Oh and this isn't a medical thread, it's more a 'lifestyle hints and tips thread ;)
 
Get her up, get her to drink water (she'll resist, but try and get her to drink some). Then put her to bed.

Put her on her side is a good idea, but don't worry about watching her all night - she'll be fine.

Get a bowl beside the bed, and tell her that it's there. Oh, and don't have a barrel lock on your door - that'll confuse the hell out of her when she gets up in 3 hours time to throw up.
 
Cheers for the advice. She knows the bowl is there (I learned a top tip- spread out an old towel on the floor and put the bowl on that!) And she is facing the bowl side. I've left our little light on and the bathroom light on and the door open so she can stumble her way to the bathroom. Water is her bed side table for when she wakes up with a sandpaper tongue but is it worth waking her up for a couple of sips now? it was quite a bit of agro to get her to go to sleep lol.
 
I think your concern is very sweet but if i was yoj id be upstairs taking advantage of her drunken stupor to get the bum love she never lets you have.................. :eek:
 
Cheers for the advice. She knows the bowl is there (I learned a top tip- spread out an old towel on the floor and put the bowl on that!) And she is facing the bowl side. I've left our little light on and the bathroom light on and the door open so she can stumble her way to the bathroom. Water is her bed side table for when she wakes up with a sandpaper tongue but is it worth waking her up for a couple of sips now? it was quite a bit of agro to get her to go to sleep lol.

#### Point localization data:

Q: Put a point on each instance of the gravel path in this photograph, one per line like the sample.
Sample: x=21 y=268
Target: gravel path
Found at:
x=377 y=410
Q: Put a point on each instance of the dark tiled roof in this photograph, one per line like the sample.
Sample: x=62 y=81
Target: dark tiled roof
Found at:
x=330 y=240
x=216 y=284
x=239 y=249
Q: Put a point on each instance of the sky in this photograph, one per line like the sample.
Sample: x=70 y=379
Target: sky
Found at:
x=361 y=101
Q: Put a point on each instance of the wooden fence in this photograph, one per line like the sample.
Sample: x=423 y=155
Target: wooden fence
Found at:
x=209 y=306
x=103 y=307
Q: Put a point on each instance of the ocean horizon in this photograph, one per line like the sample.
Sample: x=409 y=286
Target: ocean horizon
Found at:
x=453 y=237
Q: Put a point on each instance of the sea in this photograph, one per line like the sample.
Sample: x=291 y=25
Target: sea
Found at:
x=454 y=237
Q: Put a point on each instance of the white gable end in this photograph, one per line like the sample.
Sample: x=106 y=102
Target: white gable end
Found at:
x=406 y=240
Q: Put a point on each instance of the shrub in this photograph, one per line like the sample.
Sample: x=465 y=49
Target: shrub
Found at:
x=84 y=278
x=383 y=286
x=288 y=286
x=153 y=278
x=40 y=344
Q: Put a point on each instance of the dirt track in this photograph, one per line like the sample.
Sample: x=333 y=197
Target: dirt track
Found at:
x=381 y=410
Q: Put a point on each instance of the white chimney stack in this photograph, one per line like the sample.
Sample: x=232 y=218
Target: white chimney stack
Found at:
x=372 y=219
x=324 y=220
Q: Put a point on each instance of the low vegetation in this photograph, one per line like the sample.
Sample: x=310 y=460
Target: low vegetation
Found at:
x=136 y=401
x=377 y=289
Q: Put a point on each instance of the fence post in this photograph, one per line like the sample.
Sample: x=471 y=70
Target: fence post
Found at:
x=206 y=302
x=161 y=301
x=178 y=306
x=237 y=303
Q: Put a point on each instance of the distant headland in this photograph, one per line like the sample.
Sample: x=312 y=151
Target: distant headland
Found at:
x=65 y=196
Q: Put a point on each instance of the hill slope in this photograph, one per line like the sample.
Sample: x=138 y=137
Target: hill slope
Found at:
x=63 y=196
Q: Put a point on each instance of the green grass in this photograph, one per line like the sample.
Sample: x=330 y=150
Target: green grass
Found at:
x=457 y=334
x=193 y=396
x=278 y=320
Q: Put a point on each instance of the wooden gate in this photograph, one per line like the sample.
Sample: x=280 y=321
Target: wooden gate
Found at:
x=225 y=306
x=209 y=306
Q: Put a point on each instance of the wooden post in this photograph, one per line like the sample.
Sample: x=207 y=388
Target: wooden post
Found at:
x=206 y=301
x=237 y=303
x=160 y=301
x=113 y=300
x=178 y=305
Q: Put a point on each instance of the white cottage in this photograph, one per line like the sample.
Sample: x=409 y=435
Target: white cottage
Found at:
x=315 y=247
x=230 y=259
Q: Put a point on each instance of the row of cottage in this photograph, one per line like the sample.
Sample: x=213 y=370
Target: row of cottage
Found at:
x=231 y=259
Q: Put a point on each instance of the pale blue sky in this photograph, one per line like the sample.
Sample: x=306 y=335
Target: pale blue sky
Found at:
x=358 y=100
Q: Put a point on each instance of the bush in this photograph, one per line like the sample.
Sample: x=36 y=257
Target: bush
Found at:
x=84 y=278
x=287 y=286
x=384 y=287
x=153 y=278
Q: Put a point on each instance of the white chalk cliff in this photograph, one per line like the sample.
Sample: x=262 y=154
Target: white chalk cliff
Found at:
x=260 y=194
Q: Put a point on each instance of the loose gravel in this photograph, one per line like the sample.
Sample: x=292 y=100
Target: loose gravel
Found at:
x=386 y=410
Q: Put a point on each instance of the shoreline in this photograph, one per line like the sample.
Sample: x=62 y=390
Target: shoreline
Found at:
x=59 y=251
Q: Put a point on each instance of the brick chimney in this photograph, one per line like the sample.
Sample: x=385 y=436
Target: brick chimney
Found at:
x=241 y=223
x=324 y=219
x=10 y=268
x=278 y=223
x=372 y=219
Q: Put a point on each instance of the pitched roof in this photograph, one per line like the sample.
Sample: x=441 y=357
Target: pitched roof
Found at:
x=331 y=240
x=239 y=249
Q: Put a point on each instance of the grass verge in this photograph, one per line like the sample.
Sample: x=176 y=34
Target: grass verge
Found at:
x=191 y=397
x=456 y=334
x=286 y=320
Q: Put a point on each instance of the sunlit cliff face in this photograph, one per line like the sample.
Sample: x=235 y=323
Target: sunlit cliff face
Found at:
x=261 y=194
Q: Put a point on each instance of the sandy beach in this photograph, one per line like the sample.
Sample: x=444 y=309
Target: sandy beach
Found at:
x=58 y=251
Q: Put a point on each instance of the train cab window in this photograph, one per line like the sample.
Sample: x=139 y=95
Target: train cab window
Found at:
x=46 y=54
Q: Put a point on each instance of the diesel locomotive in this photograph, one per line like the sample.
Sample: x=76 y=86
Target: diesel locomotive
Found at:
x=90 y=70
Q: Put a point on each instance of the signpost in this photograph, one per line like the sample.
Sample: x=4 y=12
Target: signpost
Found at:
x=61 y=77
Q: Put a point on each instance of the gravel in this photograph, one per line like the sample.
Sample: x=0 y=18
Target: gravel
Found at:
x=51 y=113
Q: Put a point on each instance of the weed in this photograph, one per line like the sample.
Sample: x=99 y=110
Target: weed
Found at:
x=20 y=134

#### Required work:
Write the next part of the forum thread about looking after someone who has had too much to drink, picking up after its final post. The records are separate material and are not part of the forum thread.

#### Expected answer:
Nah, don't wake her up. Just leave her to it. The thing about telling them where the bowl is is that they usually remember it so get most of the spew in them.

Just let her sleep it off, she'll be wrecked tomorrow. But that's a day in bed with a girl for you! So lucky guy!
 
Good lord man, where were you as a teenager? Have you seriously never had to look after a drunk person before?

Give her some water and let her sleep it off (preferably on her side) with a bucket next to the bed. Then when she wakes up looking like **** in the morning, say lots of things to make her feel worse "want some vodka" "can anyone else taste vomit" that kind of stuff.

Seeing as she's already conked out (better than me, I used to just stay awake vomiting all night) put a bucket next to the bed and let her sleep it off. Then mock her in the morning.
 
Also - she owes you big time, for getting so hammered you have to spend most of the night looking after her when you have to be up for work at 5.45!

Be sure to take full advantage of this fact! :p
 
Getting them to drink is normally superfluous, it helps with the hangover in the morning though.

Recovery position and if you are really keen, regular checks. No intercourse unlike what some of the other idiots seem to have posted here.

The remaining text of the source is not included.